> **WORK TO DO**
Please update the part of the entries below that opens with the line containing "Exercise. Mark the gravel ground" and closes with the line containing "pixel 204 86" by changing "roof ridge" to "roof peak", leaving everything else unchanged. Return only those lines.

> **RECORD EXCERPTS**
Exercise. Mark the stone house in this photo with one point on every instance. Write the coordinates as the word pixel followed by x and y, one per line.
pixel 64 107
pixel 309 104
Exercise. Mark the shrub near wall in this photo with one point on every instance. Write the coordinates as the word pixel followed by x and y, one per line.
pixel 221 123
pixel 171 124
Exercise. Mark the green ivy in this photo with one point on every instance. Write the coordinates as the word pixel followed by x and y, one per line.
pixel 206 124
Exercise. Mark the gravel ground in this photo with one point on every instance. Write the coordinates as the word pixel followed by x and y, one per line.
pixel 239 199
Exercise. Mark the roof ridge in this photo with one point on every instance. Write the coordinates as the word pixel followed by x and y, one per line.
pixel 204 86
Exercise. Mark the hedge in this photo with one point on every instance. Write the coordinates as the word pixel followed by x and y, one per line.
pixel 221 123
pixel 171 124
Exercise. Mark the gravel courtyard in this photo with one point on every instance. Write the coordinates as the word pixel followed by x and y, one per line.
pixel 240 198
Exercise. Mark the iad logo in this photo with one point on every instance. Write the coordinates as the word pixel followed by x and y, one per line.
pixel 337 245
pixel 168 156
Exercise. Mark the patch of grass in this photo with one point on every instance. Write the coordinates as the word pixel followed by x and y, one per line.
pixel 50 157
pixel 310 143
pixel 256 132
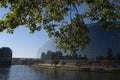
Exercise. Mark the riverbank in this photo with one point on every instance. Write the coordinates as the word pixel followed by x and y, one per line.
pixel 76 68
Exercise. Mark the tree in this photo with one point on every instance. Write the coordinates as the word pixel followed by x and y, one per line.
pixel 55 62
pixel 61 18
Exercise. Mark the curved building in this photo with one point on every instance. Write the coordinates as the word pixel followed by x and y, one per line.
pixel 5 56
pixel 102 43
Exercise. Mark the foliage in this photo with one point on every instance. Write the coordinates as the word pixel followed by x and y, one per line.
pixel 55 62
pixel 63 19
pixel 63 63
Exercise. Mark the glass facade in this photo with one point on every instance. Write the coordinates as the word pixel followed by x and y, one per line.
pixel 101 42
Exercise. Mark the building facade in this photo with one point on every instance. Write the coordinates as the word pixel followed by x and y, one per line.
pixel 101 42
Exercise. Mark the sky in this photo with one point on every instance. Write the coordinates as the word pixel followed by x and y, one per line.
pixel 22 43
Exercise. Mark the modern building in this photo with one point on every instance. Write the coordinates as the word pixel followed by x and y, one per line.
pixel 101 41
pixel 5 56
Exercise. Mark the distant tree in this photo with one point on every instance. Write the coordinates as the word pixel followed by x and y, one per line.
pixel 109 58
pixel 78 64
pixel 49 14
pixel 55 62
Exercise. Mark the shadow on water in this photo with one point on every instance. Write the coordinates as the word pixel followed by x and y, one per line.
pixel 22 72
pixel 4 73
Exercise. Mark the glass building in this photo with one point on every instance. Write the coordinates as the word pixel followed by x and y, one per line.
pixel 101 42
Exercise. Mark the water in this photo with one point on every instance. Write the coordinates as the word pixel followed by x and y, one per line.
pixel 21 72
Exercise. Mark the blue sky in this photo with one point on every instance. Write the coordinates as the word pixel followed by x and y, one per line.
pixel 22 43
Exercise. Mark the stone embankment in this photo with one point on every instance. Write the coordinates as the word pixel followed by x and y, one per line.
pixel 76 68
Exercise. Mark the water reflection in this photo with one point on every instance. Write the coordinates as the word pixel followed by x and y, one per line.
pixel 21 72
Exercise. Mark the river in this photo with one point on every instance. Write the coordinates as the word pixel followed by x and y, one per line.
pixel 22 72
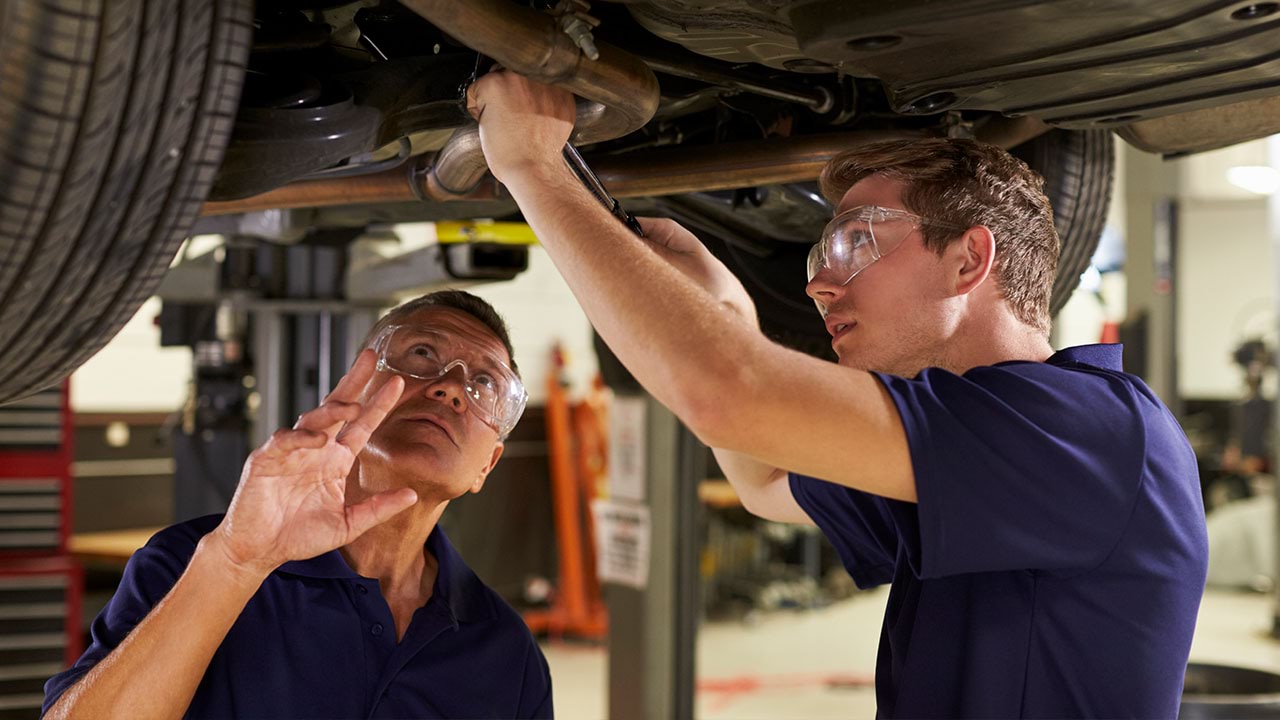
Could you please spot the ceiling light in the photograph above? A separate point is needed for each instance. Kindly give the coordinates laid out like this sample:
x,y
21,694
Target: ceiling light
x,y
1255,178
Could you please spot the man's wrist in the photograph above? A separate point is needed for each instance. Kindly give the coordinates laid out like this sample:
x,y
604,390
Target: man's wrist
x,y
216,556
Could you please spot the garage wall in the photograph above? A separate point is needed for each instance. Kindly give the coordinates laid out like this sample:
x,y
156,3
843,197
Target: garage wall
x,y
133,373
1225,291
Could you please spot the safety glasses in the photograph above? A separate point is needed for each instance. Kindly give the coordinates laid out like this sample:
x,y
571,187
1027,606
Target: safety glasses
x,y
493,390
860,236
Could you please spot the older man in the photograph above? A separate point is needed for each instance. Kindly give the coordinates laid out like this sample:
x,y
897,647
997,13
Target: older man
x,y
328,589
1037,513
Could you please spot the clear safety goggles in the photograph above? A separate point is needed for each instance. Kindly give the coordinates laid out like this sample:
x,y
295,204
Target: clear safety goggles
x,y
860,236
493,390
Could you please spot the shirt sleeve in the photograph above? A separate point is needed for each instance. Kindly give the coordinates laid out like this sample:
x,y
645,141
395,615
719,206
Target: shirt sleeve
x,y
149,575
1024,468
859,525
535,697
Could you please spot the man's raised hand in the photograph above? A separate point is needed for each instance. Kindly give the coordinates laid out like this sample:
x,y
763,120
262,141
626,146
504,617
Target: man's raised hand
x,y
291,502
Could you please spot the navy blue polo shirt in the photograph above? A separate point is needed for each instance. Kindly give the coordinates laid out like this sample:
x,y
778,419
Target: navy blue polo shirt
x,y
1055,561
319,641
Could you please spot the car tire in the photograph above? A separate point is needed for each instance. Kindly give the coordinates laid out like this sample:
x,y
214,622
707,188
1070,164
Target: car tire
x,y
1078,168
1079,171
113,121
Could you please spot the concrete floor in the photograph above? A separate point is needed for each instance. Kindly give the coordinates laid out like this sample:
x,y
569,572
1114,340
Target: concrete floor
x,y
819,664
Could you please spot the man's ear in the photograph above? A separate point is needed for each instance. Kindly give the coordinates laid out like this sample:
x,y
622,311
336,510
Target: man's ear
x,y
484,474
974,255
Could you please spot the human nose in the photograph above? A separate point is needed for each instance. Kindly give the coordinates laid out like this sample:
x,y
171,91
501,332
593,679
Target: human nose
x,y
824,290
451,387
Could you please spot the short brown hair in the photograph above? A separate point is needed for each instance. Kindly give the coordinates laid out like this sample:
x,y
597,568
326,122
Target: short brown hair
x,y
457,300
967,183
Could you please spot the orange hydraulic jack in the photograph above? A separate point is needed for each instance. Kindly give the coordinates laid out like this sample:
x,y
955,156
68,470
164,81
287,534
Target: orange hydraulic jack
x,y
576,606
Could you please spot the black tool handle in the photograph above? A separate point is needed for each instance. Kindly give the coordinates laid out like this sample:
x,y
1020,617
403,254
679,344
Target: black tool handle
x,y
593,183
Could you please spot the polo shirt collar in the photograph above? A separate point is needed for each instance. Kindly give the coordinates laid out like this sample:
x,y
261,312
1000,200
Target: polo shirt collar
x,y
1106,356
456,586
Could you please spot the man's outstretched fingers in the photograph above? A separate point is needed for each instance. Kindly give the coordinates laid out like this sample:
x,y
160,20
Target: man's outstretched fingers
x,y
376,510
329,417
284,441
356,433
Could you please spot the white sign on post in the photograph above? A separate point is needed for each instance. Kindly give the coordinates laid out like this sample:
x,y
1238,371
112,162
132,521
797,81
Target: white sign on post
x,y
622,542
626,447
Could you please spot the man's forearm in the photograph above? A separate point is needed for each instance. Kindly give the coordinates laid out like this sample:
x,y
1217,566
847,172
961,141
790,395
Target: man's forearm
x,y
155,671
762,488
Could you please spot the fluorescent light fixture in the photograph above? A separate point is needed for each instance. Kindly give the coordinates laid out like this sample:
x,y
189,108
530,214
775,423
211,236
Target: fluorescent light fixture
x,y
1255,178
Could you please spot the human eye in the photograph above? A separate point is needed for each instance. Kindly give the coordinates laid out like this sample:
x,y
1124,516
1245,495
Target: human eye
x,y
423,350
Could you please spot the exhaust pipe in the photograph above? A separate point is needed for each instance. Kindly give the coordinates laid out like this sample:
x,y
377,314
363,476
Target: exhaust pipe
x,y
620,89
661,172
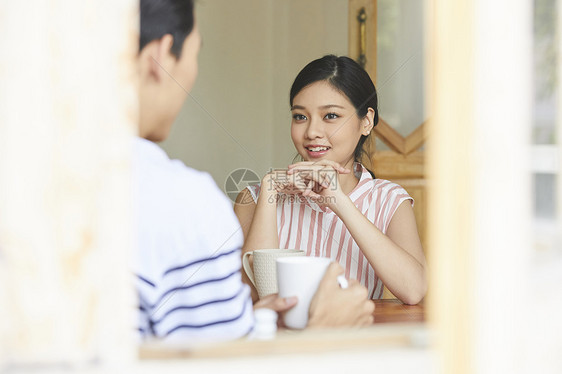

> **RESULT FOR THIS EXERCISE**
Exercise. Mark the gravel ground in this photo with one point on every instance. Write the coordinates as the word pixel followed by x and y, one per line.
pixel 239 199
Exercise. Mark the roof peak in this photo with one point on every instance. Write the coordinates as the word pixel followed by x and y, one per line.
pixel 204 86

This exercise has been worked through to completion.